**Selected excerpt:**

Player Three has entered the game. Yes folks, here it is, as Japanese camera giant Canon follows Nikon into the modern full-frame mirrorless fray, debuting the all-new Canon EOS R camera and RF lens mount. Also new are four RF lenses – two zooms and two primes – to kick off the new Canon R system.
(A quick side note: Yes, the Leica SL and M series are full-frame mirrorless cameras, but they are basically in a class all their own, especially when it comes down to pricing. And so we’re not grouping them into this “mainstream” full-frame mirrorless arena dominated now by Sony, Nikon and Canon.)
Main Specs & Features
- New RF lens mount
- 30.3 megapixel full-frame CMOS sensor
- Dual Pixel CMOS AF with 5,655 selectable AF points
- ISO range: 100 – 40,000 expandable to 50 – 102,400
- Up to 8fps continuous shooting rate; 5fps with Servo AF
- 4K UHD video at up to 30fps at 480Mbps
- HD video: 1080p60 & 720p120
- OLED EVF with 0.76x magnification
- Single SD card slot with UHS-II compatibility
- Weight: 660g (1.5 lbs.) with battery and memory card
- Uses LP-E6N battery pack (same as 5D Mark IV)
- CIPA-rated for 350 shots with EVF or 370 with LCD, higher in power saving modes
- Optional BG-E22 battery grip
- Mount adapters for EF and EF-S lenses (excluding EF-M)

**Dataset entries:**
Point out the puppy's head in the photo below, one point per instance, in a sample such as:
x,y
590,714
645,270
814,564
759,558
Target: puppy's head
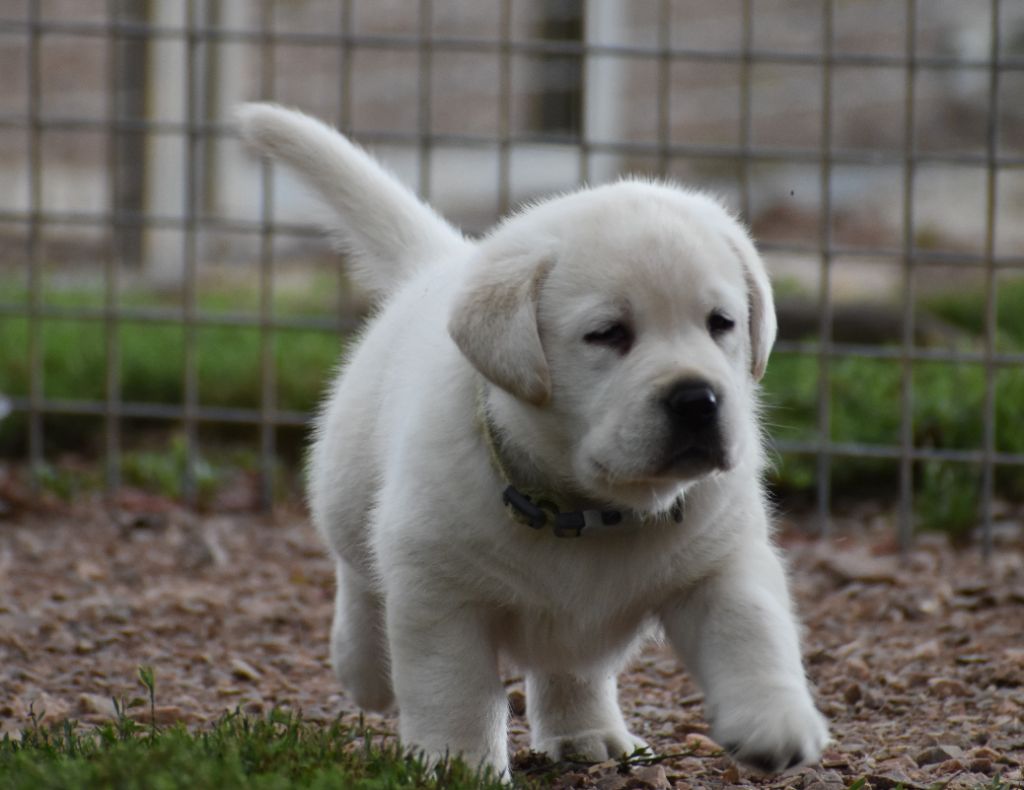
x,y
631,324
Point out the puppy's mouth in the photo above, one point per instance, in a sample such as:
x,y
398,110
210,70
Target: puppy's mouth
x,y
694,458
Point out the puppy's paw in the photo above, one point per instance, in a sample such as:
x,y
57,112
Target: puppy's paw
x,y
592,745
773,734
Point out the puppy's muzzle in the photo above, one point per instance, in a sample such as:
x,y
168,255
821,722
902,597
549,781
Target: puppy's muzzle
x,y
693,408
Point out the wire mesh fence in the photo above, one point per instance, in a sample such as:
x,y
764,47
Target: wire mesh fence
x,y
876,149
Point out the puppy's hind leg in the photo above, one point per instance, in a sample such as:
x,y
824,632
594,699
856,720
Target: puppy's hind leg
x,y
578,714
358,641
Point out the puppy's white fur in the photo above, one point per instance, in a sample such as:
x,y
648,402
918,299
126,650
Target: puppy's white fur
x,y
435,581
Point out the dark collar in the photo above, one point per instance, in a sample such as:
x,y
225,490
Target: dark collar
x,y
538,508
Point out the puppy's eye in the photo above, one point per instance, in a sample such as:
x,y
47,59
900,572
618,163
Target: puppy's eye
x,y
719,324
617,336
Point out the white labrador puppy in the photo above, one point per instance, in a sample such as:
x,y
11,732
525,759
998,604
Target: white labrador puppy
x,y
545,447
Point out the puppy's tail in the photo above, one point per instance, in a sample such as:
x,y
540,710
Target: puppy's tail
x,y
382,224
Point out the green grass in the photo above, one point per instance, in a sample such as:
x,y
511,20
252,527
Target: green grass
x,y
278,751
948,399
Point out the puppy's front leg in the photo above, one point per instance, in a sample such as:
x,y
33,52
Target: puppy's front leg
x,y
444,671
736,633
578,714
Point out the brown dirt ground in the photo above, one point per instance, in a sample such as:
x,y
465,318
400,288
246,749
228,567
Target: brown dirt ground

**Exercises to complete:**
1. In the Canon EOS R announcement, write out the passage starting with "Main Specs &" and going on through "5D Mark IV)".
2. According to the Canon EOS R announcement, how much does the camera weigh with battery and memory card?

**The replies:**
1.
Main Specs & Features
- New RF lens mount
- 30.3 megapixel full-frame CMOS sensor
- Dual Pixel CMOS AF with 5,655 selectable AF points
- ISO range: 100 – 40,000 expandable to 50 – 102,400
- Up to 8fps continuous shooting rate; 5fps with Servo AF
- 4K UHD video at up to 30fps at 480Mbps
- HD video: 1080p60 & 720p120
- OLED EVF with 0.76x magnification
- Single SD card slot with UHS-II compatibility
- Weight: 660g (1.5 lbs.) with battery and memory card
- Uses LP-E6N battery pack (same as 5D Mark IV)

2. 660g (1.5 lbs.)